--- Records provided ---

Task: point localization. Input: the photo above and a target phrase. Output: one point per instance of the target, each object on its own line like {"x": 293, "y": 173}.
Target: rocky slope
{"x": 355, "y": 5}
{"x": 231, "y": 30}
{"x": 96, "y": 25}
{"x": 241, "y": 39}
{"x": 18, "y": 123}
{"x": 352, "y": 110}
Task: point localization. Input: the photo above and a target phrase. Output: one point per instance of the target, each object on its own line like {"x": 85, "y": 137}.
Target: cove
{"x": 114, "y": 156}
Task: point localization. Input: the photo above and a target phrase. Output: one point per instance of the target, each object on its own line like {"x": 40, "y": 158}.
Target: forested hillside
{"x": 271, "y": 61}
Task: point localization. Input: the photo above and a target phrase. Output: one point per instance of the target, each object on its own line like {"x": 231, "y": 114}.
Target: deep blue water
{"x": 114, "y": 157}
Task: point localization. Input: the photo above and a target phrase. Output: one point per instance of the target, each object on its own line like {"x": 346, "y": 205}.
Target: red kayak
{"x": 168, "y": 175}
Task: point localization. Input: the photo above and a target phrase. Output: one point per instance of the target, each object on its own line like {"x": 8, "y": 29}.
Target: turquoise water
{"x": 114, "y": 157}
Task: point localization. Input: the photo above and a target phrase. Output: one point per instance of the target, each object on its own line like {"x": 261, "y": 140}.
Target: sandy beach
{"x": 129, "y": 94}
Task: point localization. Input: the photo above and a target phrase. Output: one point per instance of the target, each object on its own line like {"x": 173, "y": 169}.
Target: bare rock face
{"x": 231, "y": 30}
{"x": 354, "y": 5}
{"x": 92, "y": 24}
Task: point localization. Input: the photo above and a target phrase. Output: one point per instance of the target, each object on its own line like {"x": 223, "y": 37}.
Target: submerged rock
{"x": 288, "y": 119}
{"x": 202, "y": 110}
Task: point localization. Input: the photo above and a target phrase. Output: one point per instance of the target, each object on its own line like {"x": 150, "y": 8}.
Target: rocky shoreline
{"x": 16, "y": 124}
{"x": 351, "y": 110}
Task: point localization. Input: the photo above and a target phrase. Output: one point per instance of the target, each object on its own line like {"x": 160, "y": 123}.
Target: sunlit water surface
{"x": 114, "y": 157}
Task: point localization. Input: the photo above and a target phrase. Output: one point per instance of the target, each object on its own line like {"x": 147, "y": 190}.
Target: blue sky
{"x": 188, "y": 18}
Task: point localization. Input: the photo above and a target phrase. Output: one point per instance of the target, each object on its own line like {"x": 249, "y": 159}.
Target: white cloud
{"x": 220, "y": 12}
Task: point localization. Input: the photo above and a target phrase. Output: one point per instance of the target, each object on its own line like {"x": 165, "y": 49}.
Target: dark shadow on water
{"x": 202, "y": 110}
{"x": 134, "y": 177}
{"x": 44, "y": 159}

---

### To do
Please restate the data word for word, every record included.

### Expected answer
Task: point localization. Input: the photo above and a target phrase. Output: one point per instance of the target, each object on its own line like {"x": 293, "y": 173}.
Target: rocky slope
{"x": 355, "y": 5}
{"x": 231, "y": 30}
{"x": 96, "y": 25}
{"x": 241, "y": 39}
{"x": 18, "y": 123}
{"x": 352, "y": 110}
Task: point localization. Input: the photo above and a target phrase. Output: one point per instance of the target, each object on its own line like {"x": 85, "y": 137}.
Target: cove
{"x": 114, "y": 156}
Task: point localization. Input: the photo above and a target phrase. Output: one point per instance of the target, each object on its own line like {"x": 40, "y": 158}.
Target: forested hillside
{"x": 271, "y": 61}
Task: point localization. Input: the photo above and a target phrase. Output: one point per instance of the target, each object on its own line like {"x": 231, "y": 114}.
Target: deep blue water
{"x": 114, "y": 157}
Task: point localization. Input: the photo above and a target phrase. Output: one point per instance of the target, each object on its own line like {"x": 346, "y": 205}.
Target: red kayak
{"x": 168, "y": 175}
Task: point localization. Input: the photo above and a target phrase. Output: one point per instance of the target, each object on its own line like {"x": 8, "y": 29}.
Target: turquoise water
{"x": 114, "y": 157}
Task: point localization. Input: the photo above and a target phrase. Output: one point per instance of the target, each object on its own line like {"x": 261, "y": 140}.
Target: sandy beach
{"x": 129, "y": 94}
Task: point localization. Input: the photo above and a target phrase. Output: one point per instance of the target, each object on its own line like {"x": 173, "y": 169}.
Target: bare rock face
{"x": 231, "y": 30}
{"x": 354, "y": 5}
{"x": 92, "y": 24}
Task: point localization. Input: the photo above and a target phrase. Output: one point per instance of the target, each object on its own line like {"x": 223, "y": 37}.
Target: submerged rock
{"x": 288, "y": 119}
{"x": 202, "y": 110}
Task: point localization. Input: the photo above and a target phrase. Output: one point per instance of the target, each object on its own line like {"x": 150, "y": 8}.
Target: rocky shoreline
{"x": 16, "y": 124}
{"x": 351, "y": 110}
Task: point localization. Input: the photo above and a target phrase. Output: one point per instance of the target, each object on its own line like {"x": 160, "y": 123}.
Target: sunlit water surface
{"x": 114, "y": 157}
Task: point localization. Input: the photo above and a target phrase. Output: one point per instance of the target, each object on its own line like {"x": 147, "y": 190}.
Target: blue sky
{"x": 188, "y": 18}
Task: point localization. Input: the photo above and a target phrase. Output: one point per instance of the target, each object on its own line like {"x": 249, "y": 159}.
Target: white cloud
{"x": 220, "y": 12}
Task: point localization. Input: the photo above and a target phrase. Output: one point per instance of the target, each object on its own line like {"x": 165, "y": 49}.
Target: dark shadow on water
{"x": 202, "y": 110}
{"x": 134, "y": 177}
{"x": 44, "y": 159}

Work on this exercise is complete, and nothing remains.